What you are asked to do -
Copy the records below word for word, starting at the line containing "of minaret pointed" and ending at the line containing "[195,333,207,356]", with both of those lines included.

# # # #

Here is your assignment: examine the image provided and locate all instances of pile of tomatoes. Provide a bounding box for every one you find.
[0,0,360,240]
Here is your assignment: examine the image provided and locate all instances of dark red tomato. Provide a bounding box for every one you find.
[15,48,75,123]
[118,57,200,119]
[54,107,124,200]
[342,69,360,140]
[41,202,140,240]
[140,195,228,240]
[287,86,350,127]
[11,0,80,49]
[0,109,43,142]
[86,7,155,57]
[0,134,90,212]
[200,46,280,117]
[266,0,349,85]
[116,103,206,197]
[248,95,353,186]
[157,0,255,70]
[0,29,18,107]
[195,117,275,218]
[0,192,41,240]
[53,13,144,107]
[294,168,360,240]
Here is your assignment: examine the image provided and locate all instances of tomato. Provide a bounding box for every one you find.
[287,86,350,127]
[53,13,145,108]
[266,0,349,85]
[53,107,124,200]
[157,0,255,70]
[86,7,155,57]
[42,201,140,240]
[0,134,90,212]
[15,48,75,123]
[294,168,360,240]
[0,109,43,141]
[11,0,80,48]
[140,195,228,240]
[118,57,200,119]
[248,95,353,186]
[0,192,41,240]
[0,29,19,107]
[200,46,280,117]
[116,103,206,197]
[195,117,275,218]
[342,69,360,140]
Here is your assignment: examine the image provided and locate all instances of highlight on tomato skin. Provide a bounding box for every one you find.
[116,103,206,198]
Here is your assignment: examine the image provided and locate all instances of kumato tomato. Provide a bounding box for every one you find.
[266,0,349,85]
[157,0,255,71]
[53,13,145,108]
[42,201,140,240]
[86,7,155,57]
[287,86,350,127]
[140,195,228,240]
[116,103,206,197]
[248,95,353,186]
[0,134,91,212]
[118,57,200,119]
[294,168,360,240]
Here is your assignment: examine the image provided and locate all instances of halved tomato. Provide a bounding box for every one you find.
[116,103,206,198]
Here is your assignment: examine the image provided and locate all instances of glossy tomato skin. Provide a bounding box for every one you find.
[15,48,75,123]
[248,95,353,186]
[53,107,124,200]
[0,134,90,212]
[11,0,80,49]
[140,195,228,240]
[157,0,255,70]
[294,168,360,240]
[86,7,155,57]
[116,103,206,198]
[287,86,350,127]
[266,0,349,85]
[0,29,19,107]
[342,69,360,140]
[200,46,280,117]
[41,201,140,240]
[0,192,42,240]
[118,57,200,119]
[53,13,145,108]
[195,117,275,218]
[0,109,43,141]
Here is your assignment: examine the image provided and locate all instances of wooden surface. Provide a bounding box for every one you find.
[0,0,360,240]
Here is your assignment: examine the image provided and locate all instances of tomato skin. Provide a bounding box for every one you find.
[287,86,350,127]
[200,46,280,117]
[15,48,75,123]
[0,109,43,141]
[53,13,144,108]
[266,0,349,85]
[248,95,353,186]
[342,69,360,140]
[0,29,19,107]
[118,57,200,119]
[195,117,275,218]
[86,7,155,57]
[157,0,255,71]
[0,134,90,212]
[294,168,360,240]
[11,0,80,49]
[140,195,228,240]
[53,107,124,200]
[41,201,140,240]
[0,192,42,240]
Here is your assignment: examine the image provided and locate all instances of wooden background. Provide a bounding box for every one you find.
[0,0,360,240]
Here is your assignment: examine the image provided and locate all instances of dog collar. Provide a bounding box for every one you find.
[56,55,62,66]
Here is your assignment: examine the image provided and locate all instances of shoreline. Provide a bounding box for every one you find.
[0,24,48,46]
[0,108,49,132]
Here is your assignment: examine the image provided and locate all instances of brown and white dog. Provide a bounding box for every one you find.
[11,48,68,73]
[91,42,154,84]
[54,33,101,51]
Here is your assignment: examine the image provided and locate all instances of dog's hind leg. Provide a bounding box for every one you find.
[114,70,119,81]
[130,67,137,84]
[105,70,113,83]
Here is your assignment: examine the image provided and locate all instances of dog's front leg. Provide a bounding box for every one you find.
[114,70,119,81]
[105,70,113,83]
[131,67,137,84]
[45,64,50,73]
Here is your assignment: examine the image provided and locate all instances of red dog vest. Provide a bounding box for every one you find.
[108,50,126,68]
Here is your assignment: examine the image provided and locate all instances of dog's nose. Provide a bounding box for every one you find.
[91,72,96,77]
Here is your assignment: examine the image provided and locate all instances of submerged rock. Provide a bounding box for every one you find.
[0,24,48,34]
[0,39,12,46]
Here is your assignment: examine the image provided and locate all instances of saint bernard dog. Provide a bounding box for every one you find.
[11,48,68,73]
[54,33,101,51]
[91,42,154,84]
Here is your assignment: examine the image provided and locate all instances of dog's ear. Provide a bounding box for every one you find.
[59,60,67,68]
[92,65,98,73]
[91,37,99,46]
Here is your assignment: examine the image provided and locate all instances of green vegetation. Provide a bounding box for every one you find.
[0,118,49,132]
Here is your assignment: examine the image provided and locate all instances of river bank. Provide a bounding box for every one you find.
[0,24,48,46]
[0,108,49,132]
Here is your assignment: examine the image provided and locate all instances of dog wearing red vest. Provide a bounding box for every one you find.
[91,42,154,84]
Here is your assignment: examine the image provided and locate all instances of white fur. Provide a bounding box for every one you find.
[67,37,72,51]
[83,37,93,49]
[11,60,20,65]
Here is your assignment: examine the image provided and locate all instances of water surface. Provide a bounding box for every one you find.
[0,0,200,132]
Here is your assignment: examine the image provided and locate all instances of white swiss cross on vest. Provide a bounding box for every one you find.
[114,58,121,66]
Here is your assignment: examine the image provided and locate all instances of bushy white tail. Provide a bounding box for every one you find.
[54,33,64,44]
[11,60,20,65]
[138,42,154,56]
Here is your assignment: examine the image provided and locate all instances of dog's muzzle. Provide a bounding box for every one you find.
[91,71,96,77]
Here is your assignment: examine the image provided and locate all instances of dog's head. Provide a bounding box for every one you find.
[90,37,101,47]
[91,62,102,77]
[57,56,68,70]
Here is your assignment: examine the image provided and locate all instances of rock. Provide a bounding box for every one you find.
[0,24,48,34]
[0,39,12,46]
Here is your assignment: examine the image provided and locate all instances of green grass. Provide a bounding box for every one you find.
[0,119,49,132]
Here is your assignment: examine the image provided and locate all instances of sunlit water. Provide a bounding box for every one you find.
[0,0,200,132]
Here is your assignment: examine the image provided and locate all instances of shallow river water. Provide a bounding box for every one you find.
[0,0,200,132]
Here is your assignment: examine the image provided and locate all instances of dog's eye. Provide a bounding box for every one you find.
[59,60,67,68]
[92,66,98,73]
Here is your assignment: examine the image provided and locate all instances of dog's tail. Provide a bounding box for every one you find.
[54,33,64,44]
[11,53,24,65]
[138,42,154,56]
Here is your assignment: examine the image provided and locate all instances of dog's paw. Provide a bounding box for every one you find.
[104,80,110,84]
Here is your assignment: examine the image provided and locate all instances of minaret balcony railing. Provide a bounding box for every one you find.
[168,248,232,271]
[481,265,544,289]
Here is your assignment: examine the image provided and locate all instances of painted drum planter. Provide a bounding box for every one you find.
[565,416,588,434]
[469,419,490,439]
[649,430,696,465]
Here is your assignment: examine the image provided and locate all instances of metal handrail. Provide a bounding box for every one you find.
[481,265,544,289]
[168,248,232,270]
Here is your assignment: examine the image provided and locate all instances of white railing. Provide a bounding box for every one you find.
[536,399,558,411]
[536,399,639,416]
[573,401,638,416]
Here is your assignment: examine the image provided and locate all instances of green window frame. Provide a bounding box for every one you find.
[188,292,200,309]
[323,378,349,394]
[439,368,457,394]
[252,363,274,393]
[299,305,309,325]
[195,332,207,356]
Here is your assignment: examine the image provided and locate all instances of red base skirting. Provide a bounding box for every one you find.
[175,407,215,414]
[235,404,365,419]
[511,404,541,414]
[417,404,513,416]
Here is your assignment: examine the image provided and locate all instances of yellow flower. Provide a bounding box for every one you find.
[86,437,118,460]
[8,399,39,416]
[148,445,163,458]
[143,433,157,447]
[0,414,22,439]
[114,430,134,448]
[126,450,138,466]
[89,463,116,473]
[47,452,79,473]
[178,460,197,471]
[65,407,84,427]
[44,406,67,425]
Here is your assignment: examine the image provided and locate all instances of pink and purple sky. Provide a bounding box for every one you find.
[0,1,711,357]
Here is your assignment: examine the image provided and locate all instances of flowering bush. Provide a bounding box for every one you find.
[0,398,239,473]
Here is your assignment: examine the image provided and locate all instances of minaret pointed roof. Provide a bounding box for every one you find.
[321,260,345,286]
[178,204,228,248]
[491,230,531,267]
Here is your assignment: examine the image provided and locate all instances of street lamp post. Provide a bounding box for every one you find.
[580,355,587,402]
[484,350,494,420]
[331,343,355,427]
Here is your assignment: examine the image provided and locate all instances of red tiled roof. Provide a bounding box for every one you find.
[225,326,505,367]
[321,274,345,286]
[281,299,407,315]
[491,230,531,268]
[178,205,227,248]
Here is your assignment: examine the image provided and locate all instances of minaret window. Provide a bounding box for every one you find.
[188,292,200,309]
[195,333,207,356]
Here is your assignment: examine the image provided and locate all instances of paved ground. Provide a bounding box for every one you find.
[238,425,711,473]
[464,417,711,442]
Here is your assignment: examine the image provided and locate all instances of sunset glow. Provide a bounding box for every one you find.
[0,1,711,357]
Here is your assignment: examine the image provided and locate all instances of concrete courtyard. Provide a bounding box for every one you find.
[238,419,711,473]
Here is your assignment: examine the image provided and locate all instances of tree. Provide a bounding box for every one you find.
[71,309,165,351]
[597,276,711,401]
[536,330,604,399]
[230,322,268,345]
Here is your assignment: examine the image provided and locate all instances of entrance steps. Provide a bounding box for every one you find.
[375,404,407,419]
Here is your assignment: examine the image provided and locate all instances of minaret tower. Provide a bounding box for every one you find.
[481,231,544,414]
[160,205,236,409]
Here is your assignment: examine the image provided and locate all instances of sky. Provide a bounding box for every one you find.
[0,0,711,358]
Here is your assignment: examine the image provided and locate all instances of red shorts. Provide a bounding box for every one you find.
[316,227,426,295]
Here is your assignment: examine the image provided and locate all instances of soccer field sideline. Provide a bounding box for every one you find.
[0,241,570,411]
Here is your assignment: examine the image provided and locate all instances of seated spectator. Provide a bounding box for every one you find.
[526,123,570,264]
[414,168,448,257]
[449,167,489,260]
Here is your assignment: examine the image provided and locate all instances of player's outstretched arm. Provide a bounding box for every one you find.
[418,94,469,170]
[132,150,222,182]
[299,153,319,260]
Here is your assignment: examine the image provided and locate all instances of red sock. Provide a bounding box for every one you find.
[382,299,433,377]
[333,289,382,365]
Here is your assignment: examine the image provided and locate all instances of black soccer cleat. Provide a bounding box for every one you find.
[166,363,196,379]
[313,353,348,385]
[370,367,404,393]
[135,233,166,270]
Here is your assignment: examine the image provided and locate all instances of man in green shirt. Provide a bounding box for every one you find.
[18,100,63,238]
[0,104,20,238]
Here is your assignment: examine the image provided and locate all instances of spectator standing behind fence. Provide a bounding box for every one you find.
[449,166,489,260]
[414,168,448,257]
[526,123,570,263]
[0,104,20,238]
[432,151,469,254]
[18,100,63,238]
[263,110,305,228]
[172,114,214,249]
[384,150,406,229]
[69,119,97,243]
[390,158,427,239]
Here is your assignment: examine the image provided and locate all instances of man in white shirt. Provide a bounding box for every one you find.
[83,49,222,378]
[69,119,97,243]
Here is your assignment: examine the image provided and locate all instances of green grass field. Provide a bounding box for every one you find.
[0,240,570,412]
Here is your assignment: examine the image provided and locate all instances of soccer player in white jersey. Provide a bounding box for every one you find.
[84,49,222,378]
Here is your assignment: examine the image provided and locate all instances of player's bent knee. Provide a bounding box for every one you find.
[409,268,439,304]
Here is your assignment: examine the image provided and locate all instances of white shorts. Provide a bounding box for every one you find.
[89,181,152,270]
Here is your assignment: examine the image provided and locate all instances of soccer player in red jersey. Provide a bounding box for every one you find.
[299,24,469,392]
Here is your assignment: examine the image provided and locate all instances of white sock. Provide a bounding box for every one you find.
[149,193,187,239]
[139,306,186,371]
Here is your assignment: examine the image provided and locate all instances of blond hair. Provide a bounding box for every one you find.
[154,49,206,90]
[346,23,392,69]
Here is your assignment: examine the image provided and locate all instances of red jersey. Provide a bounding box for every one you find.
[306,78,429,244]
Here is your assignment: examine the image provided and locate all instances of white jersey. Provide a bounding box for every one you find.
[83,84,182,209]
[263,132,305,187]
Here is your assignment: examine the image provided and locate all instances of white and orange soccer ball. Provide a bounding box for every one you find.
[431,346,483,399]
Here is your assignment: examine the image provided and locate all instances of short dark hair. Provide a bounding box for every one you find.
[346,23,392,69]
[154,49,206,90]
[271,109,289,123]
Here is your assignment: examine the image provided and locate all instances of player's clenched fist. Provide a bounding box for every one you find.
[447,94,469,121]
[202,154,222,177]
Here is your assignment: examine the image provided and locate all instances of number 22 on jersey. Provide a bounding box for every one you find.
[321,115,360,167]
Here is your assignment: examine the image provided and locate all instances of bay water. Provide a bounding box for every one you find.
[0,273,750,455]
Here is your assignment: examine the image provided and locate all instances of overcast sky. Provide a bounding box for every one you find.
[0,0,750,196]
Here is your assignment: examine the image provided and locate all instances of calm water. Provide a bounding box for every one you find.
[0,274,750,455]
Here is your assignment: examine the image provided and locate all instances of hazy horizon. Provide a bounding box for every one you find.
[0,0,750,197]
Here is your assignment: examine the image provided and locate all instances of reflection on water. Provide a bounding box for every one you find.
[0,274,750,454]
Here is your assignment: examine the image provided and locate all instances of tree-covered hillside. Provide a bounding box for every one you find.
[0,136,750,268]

# # # #

The response -
Here is your assignment: examine the image provided and locate all instances of minaret pointed roof. Provide a bounding box for every one you find.
[321,260,345,286]
[178,204,228,248]
[491,230,531,267]
Here is your assignment: examine the image provided and locate all instances of street lamp post. Provide a bounding box for every one you find.
[580,355,587,402]
[484,350,494,420]
[331,343,355,427]
Here is your assignment: examine the image provided and locate all instances of red tiled roof. Provide a bounding box for every one you find.
[225,326,505,367]
[321,274,345,286]
[281,299,407,315]
[491,230,531,268]
[178,205,227,248]
Here is your assignment: examine the image provided and locate all instances of minaret window. Provide a bounding box for every one you find.
[188,292,200,309]
[195,333,207,356]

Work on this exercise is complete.